All lines from the opening of the data to the line containing "positive clicks: (962, 430)" must be returned unchanged, and only those lines.

**SUPPLIED MATERIAL:**
════════

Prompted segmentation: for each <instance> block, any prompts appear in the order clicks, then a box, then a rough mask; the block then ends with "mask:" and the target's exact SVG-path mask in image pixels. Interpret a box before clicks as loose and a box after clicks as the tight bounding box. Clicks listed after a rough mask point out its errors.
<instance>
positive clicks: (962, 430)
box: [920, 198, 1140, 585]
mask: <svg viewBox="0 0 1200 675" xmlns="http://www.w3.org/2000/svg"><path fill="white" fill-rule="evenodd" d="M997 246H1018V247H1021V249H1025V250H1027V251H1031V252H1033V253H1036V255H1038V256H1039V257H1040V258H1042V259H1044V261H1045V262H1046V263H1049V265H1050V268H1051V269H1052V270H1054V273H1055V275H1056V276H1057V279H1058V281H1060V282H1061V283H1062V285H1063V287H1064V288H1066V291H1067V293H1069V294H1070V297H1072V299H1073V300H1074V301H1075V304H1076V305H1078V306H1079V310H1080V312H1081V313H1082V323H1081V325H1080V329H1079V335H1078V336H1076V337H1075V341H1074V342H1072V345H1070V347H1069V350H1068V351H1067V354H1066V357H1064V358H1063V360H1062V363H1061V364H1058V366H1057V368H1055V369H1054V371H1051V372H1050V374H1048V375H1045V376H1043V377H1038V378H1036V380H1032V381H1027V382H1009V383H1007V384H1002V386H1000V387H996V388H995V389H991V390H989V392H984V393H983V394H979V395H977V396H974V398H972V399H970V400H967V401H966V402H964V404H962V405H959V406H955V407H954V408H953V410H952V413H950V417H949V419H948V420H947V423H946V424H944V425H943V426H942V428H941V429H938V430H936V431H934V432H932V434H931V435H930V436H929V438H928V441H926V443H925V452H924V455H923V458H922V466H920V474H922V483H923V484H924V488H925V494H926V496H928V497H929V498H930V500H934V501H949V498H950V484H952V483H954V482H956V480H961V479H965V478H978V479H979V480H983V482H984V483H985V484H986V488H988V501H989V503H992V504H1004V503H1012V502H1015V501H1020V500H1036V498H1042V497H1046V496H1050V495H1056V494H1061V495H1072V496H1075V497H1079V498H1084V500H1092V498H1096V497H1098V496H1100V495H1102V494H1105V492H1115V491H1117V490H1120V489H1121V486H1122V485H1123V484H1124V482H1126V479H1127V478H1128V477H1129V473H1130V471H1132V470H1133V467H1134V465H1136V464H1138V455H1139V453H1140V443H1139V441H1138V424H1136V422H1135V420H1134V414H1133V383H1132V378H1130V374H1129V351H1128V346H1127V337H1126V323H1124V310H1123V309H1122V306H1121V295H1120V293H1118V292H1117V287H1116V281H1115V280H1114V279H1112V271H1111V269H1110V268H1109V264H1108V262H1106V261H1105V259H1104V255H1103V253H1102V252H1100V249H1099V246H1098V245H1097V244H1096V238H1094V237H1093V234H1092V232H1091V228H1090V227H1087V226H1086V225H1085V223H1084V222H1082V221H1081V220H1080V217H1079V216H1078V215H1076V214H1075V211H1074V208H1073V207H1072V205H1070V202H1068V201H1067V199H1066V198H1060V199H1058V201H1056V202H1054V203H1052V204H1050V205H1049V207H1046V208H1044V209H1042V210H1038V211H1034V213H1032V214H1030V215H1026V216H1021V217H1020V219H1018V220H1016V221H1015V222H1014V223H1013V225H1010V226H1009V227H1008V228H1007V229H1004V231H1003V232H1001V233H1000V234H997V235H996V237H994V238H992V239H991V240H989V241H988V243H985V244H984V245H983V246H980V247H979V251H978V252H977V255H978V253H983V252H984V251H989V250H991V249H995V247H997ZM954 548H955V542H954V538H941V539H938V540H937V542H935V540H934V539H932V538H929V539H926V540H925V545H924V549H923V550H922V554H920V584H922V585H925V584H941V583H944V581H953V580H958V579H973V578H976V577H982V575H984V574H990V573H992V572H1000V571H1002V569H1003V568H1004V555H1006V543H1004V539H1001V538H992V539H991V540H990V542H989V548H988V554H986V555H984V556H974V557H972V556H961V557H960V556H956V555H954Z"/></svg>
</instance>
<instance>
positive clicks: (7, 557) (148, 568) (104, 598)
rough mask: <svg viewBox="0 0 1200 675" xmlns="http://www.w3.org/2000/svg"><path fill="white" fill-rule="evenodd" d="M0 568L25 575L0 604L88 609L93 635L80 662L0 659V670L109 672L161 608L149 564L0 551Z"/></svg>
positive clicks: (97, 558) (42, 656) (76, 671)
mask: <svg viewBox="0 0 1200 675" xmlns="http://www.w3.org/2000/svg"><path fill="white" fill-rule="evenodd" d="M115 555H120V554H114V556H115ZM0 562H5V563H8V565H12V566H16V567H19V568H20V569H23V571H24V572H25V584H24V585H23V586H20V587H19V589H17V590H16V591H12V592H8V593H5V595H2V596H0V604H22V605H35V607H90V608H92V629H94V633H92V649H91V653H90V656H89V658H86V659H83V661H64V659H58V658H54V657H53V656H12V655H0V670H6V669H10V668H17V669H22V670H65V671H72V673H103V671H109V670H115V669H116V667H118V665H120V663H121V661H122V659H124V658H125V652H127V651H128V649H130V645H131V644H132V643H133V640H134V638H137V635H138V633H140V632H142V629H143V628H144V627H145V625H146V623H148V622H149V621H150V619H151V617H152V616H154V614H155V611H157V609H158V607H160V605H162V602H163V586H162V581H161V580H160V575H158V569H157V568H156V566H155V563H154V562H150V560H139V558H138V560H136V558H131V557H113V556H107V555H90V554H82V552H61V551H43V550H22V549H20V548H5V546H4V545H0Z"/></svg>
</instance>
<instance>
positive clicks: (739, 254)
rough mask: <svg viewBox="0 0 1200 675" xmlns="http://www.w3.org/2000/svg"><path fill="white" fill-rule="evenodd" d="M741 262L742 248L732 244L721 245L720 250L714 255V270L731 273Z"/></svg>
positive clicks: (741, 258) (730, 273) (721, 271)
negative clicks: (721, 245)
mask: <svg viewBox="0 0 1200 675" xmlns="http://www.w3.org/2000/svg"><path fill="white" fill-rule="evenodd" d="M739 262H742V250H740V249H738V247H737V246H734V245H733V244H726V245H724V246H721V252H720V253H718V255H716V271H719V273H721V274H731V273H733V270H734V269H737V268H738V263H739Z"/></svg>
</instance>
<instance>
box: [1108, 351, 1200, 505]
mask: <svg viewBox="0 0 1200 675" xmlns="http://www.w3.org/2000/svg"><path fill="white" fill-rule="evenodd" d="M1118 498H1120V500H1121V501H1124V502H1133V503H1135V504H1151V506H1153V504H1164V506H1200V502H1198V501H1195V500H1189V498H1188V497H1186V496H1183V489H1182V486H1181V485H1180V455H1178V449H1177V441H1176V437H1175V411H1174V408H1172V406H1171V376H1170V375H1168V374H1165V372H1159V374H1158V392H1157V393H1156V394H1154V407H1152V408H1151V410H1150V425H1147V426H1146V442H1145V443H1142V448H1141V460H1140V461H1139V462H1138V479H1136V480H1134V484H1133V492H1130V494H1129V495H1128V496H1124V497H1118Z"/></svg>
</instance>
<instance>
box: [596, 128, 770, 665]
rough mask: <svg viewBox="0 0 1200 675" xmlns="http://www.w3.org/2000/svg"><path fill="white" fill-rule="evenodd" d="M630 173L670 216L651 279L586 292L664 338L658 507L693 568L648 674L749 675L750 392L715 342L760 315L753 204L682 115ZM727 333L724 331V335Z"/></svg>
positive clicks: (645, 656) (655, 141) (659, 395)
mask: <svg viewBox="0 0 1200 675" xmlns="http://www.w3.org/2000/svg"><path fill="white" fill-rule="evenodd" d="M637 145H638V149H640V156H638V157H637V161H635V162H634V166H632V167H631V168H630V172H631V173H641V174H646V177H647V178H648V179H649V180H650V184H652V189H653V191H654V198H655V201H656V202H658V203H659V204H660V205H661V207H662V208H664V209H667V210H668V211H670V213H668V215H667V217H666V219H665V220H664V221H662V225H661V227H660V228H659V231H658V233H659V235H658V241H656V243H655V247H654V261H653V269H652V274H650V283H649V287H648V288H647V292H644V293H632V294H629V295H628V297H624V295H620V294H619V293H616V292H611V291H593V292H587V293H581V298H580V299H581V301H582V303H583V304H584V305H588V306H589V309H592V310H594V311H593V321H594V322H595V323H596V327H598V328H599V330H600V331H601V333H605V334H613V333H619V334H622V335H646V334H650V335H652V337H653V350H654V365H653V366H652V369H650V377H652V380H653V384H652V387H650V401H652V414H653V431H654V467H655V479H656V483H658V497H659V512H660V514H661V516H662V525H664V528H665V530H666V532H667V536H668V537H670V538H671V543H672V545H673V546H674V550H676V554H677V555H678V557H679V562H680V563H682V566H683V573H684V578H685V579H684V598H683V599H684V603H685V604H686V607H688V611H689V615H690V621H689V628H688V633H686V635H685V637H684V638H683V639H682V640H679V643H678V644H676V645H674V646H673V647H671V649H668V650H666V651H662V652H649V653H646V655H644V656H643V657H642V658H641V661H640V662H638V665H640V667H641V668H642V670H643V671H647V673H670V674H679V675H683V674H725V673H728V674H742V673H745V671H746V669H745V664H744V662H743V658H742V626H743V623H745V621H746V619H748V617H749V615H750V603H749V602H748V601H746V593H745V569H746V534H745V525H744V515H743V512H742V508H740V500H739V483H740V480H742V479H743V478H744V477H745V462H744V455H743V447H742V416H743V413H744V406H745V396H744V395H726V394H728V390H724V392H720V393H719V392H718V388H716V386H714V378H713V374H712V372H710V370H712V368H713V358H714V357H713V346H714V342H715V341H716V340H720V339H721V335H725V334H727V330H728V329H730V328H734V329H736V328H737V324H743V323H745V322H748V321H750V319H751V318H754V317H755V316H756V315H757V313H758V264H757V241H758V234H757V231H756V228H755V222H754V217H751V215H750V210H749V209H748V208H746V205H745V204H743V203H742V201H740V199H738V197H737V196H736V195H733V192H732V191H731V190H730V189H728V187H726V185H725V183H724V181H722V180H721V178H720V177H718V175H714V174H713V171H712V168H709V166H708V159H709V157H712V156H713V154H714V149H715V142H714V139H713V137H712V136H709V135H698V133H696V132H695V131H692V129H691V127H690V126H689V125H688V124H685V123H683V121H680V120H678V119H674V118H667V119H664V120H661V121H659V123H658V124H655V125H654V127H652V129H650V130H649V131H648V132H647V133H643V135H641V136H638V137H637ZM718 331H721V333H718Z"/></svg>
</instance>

════════

**OUTPUT OF THE TASK:**
Prompted segmentation: for each <instance> block, any prompts appear in the order clicks, then a box, then a rough mask; the block then ends with "mask:" and the target's exact SVG-path mask in image pixels. Interpret a box before clicks as loose and a box after clicks as the tight bounding box. Clicks listed after a rough mask point out its errors.
<instance>
positive clicks: (962, 430)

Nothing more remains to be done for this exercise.